▶ [What is required]: In full and without deviation, write out the entries that follow.

▶ [Provided records]:
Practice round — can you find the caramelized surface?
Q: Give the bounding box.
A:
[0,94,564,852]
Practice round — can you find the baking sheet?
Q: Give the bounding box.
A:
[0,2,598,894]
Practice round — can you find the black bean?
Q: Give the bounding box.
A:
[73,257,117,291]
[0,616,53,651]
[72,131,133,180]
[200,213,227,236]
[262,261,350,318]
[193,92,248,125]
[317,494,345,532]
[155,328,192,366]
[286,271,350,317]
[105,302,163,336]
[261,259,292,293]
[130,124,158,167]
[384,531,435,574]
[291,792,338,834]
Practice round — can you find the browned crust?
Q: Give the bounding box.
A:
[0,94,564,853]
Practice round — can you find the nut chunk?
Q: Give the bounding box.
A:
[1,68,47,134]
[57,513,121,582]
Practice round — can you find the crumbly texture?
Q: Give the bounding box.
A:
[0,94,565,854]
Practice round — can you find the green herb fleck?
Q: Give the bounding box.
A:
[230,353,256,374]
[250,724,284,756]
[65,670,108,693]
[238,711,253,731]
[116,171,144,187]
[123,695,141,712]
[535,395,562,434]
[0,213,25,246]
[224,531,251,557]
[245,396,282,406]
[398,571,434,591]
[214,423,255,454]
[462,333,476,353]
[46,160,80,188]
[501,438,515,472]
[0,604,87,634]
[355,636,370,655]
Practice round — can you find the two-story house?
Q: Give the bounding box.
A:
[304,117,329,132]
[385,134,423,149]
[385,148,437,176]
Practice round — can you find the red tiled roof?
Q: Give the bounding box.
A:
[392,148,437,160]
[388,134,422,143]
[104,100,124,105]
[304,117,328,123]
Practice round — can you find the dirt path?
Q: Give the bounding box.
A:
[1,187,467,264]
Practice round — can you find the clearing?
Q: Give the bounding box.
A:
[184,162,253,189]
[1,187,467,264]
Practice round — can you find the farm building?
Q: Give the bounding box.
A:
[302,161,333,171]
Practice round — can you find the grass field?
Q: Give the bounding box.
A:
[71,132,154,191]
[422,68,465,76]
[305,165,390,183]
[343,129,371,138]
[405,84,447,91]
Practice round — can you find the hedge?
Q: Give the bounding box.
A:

▶ [Written answer]:
Practice round — can you find the caramelized surface?
Q: Give the bounding box.
A:
[0,94,564,852]
Practice round — can you find the baking sheet?
Q: Give the bounding box.
A:
[0,2,598,894]
Practice round — can you find the black bean?
Q: Give the bounding box.
A:
[73,257,117,291]
[0,616,53,651]
[72,131,133,180]
[200,213,227,236]
[262,261,350,318]
[193,92,248,125]
[317,494,345,532]
[155,328,192,366]
[286,271,350,317]
[105,302,163,336]
[261,259,292,293]
[130,124,158,167]
[384,531,435,574]
[291,792,338,834]
Practice round — can you find the browned crust?
Q: Give the bounding box.
A:
[0,94,564,853]
Practice round — can you find the nut chunk?
Q: Give the bounding box.
A:
[1,68,47,134]
[57,513,121,582]
Practice round — can you find the crumbly texture?
Q: Give the bounding box.
A:
[0,94,565,854]
Practice round — can you find the green herb fleck?
Q: Give the bounding box.
A:
[230,353,256,374]
[250,724,284,756]
[65,670,108,693]
[238,711,253,731]
[116,171,144,187]
[123,695,141,712]
[535,395,562,434]
[0,213,25,246]
[224,531,251,557]
[245,396,282,406]
[398,571,434,591]
[214,423,255,454]
[462,333,476,353]
[46,160,80,188]
[501,438,515,472]
[0,604,87,634]
[355,636,370,655]
Practice round — can you find the two-story house?
Q: Give the bounding box.
A:
[304,117,329,132]
[385,134,423,149]
[385,148,437,176]
Practice round — can you find the red tiled roof?
Q: Give the bounding box.
A:
[392,148,437,160]
[388,134,422,143]
[104,100,124,105]
[304,117,328,123]
Practice round — can you find the dirt path?
Q: Give the bounding box.
A:
[1,187,467,264]
Practice round — can you find the clearing?
Q: Give the bounding box.
A:
[184,162,253,189]
[1,187,467,264]
Practice round — can you find the farm building?
Q: Give the bounding box.
A:
[302,161,333,171]
Practice round — can you find the grass field?
Q: Give the bounding box.
A:
[71,132,154,191]
[422,68,465,76]
[305,165,390,183]
[343,129,371,138]
[405,84,447,91]
Practice round — can you find the hedge?
Q: Give the bounding box.
A:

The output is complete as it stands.